[begin Task inputs]
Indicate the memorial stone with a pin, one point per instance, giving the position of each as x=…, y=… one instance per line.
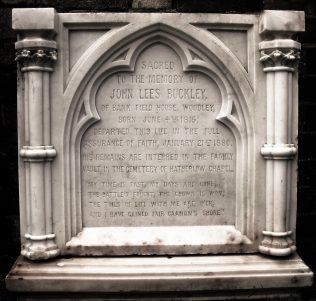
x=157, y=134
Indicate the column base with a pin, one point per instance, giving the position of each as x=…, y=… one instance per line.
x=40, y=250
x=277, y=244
[end Task inputs]
[begin Task inputs]
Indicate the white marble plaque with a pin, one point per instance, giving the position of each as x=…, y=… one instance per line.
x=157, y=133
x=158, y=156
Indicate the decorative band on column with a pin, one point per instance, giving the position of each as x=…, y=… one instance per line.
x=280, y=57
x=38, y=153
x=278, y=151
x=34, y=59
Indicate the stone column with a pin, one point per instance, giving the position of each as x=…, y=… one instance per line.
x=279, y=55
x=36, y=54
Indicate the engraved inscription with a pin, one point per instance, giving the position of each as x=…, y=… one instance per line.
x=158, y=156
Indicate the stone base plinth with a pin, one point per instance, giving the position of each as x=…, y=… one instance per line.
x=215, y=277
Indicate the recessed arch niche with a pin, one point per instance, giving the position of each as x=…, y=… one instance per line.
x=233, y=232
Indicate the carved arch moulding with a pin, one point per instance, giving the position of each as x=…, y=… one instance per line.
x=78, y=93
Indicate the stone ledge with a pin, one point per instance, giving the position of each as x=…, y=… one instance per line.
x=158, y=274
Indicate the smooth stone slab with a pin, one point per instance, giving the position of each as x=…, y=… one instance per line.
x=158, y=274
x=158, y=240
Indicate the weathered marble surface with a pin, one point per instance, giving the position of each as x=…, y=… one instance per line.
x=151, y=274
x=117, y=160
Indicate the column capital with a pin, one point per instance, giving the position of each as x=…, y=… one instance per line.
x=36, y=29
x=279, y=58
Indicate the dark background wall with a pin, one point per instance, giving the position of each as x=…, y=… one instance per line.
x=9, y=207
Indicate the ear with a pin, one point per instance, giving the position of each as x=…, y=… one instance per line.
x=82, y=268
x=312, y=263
[end Task inputs]
[begin Task inputs]
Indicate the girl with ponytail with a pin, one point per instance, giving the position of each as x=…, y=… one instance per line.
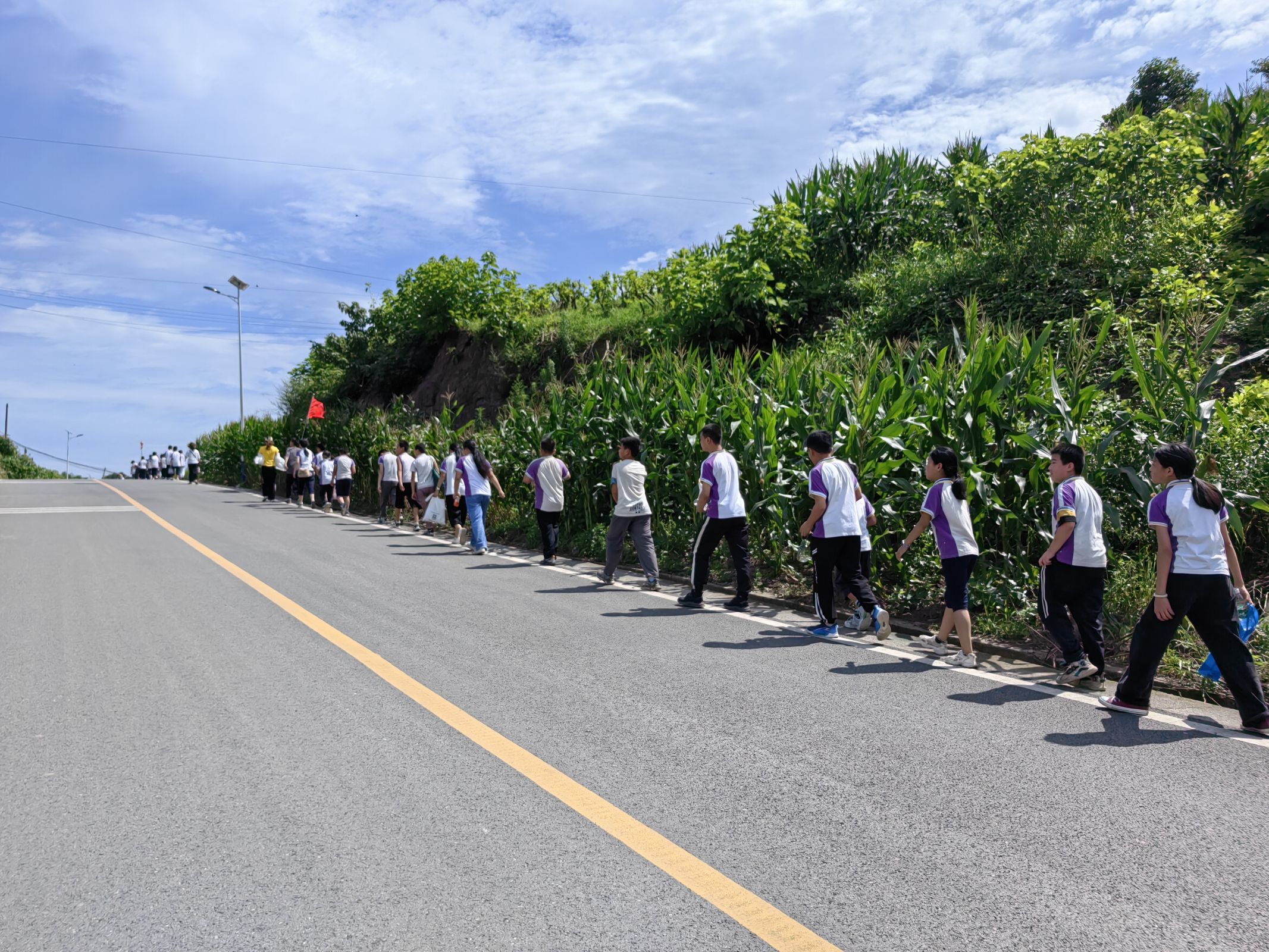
[end Task inputs]
Written task: Reproduce the records above word for word, starting with the line that contains "Indicate the stone ledge" and ending with the line that contains "x=312, y=263", both included.

Reply to the exercise:
Indicate the stone ledge with a pin, one point per instance, giving the position of each as x=…, y=… one instance per line.
x=158, y=274
Indicate the smooth stone slab with a pin, one point per instance, giving the position of each as x=…, y=… one instance per line.
x=158, y=274
x=158, y=240
Indicate the weathered marble surface with a pin, one point per instance, giving the position of each as x=…, y=… one instance per line.
x=151, y=274
x=117, y=160
Indicate the column capital with a pin, one point per instance, giving the position of each as x=…, y=… one instance per line.
x=36, y=29
x=279, y=58
Indicate the dark background wall with a pin, one point per instance, giving the position of each as x=…, y=… one instance per line.
x=9, y=207
Indicate the ear with a pin, one point per instance, giving the position of each as x=…, y=… one instance per line.
x=82, y=268
x=312, y=263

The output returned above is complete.